## Directive
Please pull out every line in the records below that contains the string "opening", treating uppercase and lowercase as different.

## Information given
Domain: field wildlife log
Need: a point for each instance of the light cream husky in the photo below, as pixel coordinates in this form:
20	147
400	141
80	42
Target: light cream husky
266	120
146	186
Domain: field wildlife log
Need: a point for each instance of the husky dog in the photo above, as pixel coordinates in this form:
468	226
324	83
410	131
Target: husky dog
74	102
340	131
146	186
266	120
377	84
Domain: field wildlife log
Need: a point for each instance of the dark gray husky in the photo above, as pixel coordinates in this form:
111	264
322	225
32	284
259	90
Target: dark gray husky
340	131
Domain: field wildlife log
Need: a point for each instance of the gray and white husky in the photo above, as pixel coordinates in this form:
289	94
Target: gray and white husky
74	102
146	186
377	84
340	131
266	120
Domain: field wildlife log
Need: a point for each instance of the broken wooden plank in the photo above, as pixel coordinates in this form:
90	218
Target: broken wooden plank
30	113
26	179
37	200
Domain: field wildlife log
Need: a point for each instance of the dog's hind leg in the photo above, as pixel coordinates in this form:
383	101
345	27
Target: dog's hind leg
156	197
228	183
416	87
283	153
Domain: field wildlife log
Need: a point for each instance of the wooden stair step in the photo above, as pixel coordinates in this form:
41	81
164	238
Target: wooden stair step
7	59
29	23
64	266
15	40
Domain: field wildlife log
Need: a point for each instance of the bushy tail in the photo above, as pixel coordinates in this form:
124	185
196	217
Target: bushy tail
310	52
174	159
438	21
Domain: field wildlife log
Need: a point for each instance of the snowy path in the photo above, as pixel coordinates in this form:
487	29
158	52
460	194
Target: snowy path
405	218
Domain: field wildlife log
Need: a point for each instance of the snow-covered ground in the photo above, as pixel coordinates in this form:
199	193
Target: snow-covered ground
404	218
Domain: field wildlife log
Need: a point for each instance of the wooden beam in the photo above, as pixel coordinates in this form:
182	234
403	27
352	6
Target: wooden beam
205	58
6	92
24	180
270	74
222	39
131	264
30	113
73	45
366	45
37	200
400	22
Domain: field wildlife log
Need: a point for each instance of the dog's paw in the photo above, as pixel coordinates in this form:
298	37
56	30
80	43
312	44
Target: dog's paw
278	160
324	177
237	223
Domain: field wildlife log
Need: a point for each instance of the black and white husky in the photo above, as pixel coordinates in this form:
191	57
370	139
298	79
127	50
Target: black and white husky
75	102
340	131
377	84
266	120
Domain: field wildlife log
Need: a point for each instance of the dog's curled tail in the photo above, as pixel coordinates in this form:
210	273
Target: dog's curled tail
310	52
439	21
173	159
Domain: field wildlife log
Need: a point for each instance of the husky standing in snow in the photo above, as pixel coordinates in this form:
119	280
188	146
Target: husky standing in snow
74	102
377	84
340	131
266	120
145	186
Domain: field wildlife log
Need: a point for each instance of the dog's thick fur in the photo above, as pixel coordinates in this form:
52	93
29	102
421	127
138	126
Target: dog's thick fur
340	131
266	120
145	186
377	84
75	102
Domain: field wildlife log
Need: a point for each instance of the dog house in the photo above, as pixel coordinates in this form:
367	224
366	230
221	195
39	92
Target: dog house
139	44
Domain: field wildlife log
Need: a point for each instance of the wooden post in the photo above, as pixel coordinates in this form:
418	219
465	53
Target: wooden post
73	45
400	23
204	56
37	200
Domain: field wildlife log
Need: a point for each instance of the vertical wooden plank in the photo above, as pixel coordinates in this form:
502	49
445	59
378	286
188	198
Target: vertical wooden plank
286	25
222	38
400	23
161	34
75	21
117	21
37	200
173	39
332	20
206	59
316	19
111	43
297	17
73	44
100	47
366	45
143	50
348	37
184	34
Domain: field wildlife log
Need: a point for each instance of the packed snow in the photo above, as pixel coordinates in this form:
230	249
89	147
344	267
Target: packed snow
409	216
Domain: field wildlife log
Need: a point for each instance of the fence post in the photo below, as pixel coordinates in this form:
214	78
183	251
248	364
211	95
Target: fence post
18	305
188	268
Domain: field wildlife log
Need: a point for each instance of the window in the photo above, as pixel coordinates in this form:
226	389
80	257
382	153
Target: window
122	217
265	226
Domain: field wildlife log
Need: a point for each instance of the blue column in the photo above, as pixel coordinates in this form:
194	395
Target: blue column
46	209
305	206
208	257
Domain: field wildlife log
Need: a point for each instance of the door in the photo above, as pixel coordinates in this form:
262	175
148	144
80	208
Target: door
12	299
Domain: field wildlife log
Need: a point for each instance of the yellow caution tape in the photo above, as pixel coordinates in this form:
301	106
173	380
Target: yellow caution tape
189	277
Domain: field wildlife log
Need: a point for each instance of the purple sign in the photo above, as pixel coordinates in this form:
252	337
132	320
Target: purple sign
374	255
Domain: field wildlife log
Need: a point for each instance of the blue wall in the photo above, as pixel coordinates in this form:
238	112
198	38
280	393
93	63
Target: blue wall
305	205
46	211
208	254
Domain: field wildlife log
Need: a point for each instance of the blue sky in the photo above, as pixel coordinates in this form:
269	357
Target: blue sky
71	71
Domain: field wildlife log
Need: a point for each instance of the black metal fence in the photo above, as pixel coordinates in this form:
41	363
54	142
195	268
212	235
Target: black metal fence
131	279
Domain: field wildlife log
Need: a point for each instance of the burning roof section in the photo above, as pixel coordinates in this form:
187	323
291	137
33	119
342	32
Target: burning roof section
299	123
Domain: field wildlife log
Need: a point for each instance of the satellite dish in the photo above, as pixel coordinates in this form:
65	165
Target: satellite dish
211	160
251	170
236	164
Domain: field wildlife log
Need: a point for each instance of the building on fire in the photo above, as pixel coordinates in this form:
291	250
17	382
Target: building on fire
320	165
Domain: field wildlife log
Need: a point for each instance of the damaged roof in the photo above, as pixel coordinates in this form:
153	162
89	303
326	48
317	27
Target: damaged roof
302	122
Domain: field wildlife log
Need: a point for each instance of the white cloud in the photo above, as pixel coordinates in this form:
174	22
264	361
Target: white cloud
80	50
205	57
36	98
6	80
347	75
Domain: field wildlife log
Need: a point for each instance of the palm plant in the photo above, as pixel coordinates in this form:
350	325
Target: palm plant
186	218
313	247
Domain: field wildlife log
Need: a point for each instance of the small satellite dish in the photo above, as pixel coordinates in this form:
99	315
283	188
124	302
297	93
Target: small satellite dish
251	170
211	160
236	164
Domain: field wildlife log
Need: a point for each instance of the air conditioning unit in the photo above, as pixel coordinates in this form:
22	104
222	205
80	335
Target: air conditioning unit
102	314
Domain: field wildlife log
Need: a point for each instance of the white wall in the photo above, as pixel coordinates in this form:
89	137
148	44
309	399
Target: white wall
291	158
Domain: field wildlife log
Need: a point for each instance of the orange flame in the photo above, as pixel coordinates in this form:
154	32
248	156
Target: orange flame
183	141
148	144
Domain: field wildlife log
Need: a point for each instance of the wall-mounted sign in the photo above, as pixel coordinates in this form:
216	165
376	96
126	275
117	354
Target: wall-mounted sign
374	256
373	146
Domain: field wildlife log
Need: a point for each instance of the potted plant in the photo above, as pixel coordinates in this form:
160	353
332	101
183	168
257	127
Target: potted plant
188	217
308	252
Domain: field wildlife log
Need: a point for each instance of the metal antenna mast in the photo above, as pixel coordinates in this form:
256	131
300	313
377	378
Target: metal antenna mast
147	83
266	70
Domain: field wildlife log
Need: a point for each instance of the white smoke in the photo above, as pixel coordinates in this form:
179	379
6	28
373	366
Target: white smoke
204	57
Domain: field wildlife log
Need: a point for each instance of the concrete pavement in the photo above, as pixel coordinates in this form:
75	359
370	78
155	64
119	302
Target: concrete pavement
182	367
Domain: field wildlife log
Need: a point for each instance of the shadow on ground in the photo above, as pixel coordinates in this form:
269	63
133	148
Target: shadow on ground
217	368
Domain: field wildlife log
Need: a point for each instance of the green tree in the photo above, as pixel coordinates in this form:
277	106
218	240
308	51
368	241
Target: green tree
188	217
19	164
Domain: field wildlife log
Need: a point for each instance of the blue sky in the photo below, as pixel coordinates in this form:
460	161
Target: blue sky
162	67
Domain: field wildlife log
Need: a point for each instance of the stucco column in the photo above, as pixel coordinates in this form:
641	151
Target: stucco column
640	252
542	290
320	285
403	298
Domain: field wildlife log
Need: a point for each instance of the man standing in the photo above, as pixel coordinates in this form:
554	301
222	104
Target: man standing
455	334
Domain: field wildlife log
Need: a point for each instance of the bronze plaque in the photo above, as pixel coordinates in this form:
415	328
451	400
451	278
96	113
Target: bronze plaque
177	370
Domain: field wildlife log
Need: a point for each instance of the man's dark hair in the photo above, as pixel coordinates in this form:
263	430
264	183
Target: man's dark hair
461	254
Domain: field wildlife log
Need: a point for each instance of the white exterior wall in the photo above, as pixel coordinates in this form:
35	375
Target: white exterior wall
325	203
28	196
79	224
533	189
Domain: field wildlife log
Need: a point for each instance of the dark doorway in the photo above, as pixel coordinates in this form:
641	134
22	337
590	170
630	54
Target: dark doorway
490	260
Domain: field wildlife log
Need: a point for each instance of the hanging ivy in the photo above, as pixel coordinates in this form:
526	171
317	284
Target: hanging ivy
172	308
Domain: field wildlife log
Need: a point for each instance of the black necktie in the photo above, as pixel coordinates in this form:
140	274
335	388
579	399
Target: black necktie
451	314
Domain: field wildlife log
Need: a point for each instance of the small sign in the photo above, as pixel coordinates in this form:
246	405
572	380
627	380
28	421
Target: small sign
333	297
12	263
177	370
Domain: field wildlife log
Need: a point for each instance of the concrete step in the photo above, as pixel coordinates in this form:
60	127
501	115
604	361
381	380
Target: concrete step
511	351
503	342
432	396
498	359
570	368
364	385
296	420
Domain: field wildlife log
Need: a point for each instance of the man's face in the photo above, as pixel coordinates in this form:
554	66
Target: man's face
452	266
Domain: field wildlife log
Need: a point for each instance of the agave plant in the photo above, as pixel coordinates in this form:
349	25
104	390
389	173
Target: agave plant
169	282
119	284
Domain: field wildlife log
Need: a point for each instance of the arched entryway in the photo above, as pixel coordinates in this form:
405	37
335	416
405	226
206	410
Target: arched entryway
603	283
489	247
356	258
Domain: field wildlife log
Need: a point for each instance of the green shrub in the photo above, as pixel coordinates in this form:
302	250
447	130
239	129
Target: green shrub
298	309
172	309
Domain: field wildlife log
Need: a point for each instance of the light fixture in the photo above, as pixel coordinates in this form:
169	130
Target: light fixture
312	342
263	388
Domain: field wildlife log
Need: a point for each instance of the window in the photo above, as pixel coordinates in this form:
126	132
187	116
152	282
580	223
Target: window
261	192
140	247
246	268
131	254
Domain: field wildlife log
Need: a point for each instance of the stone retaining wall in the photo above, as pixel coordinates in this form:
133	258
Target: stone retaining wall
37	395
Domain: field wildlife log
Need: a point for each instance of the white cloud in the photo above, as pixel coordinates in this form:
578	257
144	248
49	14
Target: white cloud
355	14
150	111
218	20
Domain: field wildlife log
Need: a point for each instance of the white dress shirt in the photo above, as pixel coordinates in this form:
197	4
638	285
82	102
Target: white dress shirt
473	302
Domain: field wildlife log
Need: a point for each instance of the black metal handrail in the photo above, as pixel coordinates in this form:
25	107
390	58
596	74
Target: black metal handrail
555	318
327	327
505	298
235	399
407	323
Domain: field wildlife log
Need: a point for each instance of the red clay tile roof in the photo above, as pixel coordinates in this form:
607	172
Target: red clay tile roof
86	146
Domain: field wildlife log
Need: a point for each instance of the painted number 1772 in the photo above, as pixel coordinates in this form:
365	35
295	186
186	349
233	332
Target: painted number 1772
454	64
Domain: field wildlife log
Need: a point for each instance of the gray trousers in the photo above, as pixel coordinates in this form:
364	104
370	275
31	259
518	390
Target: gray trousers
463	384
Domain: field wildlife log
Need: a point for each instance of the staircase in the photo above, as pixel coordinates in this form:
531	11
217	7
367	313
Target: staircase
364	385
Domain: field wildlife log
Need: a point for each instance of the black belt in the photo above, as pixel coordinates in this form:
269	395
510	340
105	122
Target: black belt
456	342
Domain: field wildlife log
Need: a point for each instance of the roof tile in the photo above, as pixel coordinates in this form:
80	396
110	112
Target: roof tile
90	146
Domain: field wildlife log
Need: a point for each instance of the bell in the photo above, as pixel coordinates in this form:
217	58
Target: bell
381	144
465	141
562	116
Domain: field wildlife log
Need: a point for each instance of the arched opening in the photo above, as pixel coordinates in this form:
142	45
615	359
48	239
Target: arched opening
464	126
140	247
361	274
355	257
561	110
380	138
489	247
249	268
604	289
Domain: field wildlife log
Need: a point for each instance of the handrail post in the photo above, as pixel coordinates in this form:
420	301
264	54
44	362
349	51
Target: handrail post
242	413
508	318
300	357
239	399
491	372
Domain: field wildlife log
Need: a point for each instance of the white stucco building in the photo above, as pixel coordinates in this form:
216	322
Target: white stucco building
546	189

## Answer to the problem
Need: a point for each instance of the arched opening in the photo above, as pixel coordinates in this form:
Target: arched opening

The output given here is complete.